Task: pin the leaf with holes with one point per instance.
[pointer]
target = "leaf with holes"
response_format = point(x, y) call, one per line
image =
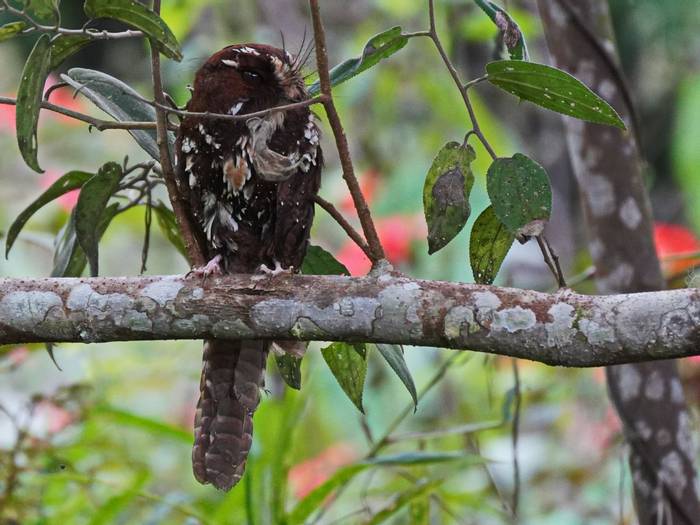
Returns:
point(69, 258)
point(319, 262)
point(488, 246)
point(521, 195)
point(29, 97)
point(120, 101)
point(168, 225)
point(139, 16)
point(92, 202)
point(348, 363)
point(393, 355)
point(68, 182)
point(446, 194)
point(512, 35)
point(11, 30)
point(63, 46)
point(553, 89)
point(377, 48)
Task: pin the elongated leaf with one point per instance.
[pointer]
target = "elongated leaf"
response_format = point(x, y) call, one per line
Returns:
point(120, 101)
point(289, 367)
point(512, 35)
point(488, 246)
point(139, 16)
point(553, 89)
point(168, 225)
point(521, 195)
point(29, 96)
point(446, 194)
point(393, 354)
point(11, 30)
point(319, 262)
point(63, 46)
point(91, 205)
point(349, 366)
point(69, 257)
point(417, 491)
point(377, 48)
point(68, 182)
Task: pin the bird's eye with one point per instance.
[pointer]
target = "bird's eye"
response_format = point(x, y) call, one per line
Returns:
point(250, 76)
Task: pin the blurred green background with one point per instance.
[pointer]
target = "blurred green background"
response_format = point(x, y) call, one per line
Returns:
point(107, 439)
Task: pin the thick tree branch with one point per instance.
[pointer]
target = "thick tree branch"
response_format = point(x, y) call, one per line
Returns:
point(564, 328)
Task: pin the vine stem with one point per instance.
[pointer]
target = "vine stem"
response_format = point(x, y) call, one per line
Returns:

·····

§ Request: Reproduce the listing above word for word, from start to finish, leaving out the picture.

§ Response to this task:
Task: pin the leaf with holes with one point per instance.
[pointer]
target = "leaf with holes"
response_format = point(x, y) call, one per line
image =
Returns:
point(69, 258)
point(319, 262)
point(488, 246)
point(521, 195)
point(29, 97)
point(120, 101)
point(168, 225)
point(139, 16)
point(92, 202)
point(348, 363)
point(393, 355)
point(68, 182)
point(446, 194)
point(512, 35)
point(11, 30)
point(63, 46)
point(553, 89)
point(377, 48)
Task: pin the elongated leaf with one point per instance.
[pointer]
target = "elongated leaf"
response_format = point(x, y) call, one per line
Returns:
point(120, 101)
point(289, 367)
point(512, 35)
point(488, 246)
point(139, 16)
point(553, 89)
point(168, 225)
point(521, 195)
point(29, 96)
point(446, 194)
point(393, 354)
point(11, 30)
point(319, 262)
point(63, 46)
point(91, 205)
point(349, 366)
point(69, 257)
point(417, 491)
point(377, 48)
point(68, 182)
Task: pin the bird's eye with one point per instance.
[pointer]
target = "bird's eye"
response_format = point(x, y) call, one per line
Returns:
point(250, 76)
Task: pin the blurred green background with one point per instance.
[pointer]
target = "blurred green background"
response_format = point(x, y) call, one per line
Returns:
point(107, 439)
Task: pin the thick tree branch with one point per instance.
[pointer]
target = "thick tree branch"
response_format = point(x, y) call, one per line
Returns:
point(564, 328)
Task: pin the vine stem with one point per instance.
[pointer]
target = "vine stem"
response_format = point(x, y) call, one per line
Returns:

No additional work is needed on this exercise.